### Texto proporcionado
El estudio, cuando se complete, quizá suministre algunos resultados, pero cabe temer que van a servir de poco si lo que se pretende es impedir que sesenta mujeres al año se conviertan en víctimas del machismo homicida. Para que las cosas cambien de raíz va a ser necesario que todos los actores implicados, desde los componentes de la pareja y sus familiares, padres, hijos, hermanos, a los integrantes de los cuerpos de Policía y, ni que decir tiene, los jueces, asuman una realidad que no terminamos de aceptar del todo.

Algún camino se ha andado desde los tiempos en que la aprobación de la ley contra la violencia de género permitió actuar con carácter preventivo. Recuerdo muy bien que, en aquel momento, no era raro que tanto los tribunales como las comisarías se desentendiesen bajo el argumento, peregrino donde los haya, de que no hay que meterse en los problemas de las parejas ajenas, que son los novios o los cónyuges quienes tienen que arreglar sus diferencias. El arreglo más común entonces, en caso de conflicto, llegaba con las frases «la maté porque era mía» o «serás mía o de nadie». Esa idea de la propiedad de la mujer como dependencia absoluta del marido ha cambiado, por suerte, pero no lo ha hecho, no lo suficiente, la percepción social de las relaciones de pareja. Continuamos presos de los prejuicios en alguna forma.

Pero si en países como Suecia o Estados Unidos es hoy normal que alguien denuncie a un amigo que pretende conducir borracho en nombre de su propia seguridad y de la de todos, resulta por completo necesario que mediante la educación se creen unas normas de convivencia que nos conviertan al conjunto de los ciudadanos en garantes de las mujeres que puedan verse amenazadas. Tres cuartas partes de las muertes llegan de la mano de hombres normales. Es esa normalidad la que hay que convertir en excepción detectada y combatida a tiempo.

### Tareas
1. Resume en dos oraciones el texto sobre la violencia machista.
2. Edita el fragmento del texto sobre la violencia machista que empieza en las palabras «Algún camino se» y termina después de «en alguna forma.», y sustituye «comisarías» por «dependencias policiales».
Responde basándote únicamente en el texto.

### Entradas proporcionadas
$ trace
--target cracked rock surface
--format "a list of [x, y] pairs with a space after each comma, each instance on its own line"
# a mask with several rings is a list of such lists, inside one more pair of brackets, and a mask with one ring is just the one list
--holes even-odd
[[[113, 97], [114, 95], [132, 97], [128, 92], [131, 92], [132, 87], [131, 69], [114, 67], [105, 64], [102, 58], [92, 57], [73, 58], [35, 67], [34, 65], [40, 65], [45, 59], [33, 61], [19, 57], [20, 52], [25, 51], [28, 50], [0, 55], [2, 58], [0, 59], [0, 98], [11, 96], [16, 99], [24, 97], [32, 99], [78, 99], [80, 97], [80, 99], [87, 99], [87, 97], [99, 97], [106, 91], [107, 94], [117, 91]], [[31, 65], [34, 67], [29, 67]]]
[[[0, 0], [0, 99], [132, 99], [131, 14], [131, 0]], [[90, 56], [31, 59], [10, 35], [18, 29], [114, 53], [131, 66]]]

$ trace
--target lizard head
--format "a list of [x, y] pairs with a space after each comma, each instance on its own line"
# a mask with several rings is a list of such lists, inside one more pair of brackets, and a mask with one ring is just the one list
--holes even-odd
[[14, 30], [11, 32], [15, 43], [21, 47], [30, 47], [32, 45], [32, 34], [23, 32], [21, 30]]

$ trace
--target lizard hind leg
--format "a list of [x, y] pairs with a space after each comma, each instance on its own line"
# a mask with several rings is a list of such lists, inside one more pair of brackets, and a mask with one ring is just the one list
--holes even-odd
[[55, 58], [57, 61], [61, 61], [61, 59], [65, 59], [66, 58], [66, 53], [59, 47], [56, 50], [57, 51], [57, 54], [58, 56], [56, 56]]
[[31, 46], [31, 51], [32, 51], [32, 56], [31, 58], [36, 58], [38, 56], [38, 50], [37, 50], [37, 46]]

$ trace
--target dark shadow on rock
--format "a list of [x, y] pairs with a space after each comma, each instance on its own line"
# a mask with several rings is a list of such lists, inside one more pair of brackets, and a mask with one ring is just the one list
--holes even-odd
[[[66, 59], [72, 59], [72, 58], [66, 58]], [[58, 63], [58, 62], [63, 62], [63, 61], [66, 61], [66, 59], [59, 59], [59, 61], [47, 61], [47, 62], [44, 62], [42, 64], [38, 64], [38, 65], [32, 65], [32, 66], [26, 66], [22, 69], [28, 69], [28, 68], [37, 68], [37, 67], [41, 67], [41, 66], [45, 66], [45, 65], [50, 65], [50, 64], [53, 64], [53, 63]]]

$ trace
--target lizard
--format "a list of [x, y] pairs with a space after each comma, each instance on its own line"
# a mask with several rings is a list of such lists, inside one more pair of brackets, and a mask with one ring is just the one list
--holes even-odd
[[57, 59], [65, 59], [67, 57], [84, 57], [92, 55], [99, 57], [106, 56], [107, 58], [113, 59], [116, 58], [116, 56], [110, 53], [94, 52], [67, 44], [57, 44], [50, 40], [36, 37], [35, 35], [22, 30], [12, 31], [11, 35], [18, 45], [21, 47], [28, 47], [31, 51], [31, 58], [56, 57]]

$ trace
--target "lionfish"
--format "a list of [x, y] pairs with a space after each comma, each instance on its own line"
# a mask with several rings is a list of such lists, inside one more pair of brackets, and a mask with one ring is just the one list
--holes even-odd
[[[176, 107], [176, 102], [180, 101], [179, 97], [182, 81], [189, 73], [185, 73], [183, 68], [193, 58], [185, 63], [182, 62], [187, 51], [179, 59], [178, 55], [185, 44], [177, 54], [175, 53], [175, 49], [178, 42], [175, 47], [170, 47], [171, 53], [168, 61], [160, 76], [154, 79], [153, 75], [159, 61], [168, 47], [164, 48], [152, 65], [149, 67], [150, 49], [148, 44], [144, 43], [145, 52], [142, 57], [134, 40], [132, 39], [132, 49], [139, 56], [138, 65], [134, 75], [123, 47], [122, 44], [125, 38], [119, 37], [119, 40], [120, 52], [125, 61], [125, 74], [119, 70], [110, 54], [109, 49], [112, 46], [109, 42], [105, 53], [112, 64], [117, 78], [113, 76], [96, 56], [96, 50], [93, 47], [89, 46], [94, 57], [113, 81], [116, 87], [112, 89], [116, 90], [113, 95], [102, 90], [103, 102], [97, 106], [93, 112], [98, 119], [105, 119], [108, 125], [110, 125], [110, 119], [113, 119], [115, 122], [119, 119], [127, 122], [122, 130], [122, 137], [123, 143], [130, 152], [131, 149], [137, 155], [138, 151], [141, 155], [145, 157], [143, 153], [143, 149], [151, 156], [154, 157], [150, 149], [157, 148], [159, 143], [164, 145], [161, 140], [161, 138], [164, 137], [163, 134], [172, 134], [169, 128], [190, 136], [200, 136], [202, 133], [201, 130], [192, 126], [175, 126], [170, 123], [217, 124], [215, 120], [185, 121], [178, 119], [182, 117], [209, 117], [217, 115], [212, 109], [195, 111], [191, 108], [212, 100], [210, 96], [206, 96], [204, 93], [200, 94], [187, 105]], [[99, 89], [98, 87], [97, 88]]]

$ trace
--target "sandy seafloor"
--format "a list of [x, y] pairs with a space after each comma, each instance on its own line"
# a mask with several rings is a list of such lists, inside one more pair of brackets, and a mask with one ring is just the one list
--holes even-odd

### Resultados del ejercicio
1. Para impedir que sesenta mujeres al año sean víctimas del machismo homicida, todos los implicados, desde la pareja y sus familiares hasta la Policía y los jueces, deben asumir una realidad que aún no se acepta del todo. La idea de la mujer como propiedad del marido ha cambiado, pero no lo suficiente la percepción social de la pareja, y se considera necesario que la educación cree normas de convivencia que conviertan a los ciudadanos en garantes de las mujeres amenazadas.

2.
Algún camino se ha andado desde los tiempos en que la aprobación de la ley contra la violencia de género permitió actuar con carácter preventivo. Recuerdo muy bien que, en aquel momento, no era raro que tanto los tribunales como las dependencias policiales se desentendiesen bajo el argumento, peregrino donde los haya, de que no hay que meterse en los problemas de las parejas ajenas, que son los novios o los cónyuges quienes tienen que arreglar sus diferencias. El arreglo más común entonces, en caso de conflicto, llegaba con las frases «la maté porque era mía» o «serás mía o de nadie». Esa idea de la propiedad de la mujer como dependencia absoluta del marido ha cambiado, por suerte, pero no lo ha hecho, no lo suficiente, la percepción social de las relaciones de pareja. Continuamos presos de los prejuicios en alguna forma.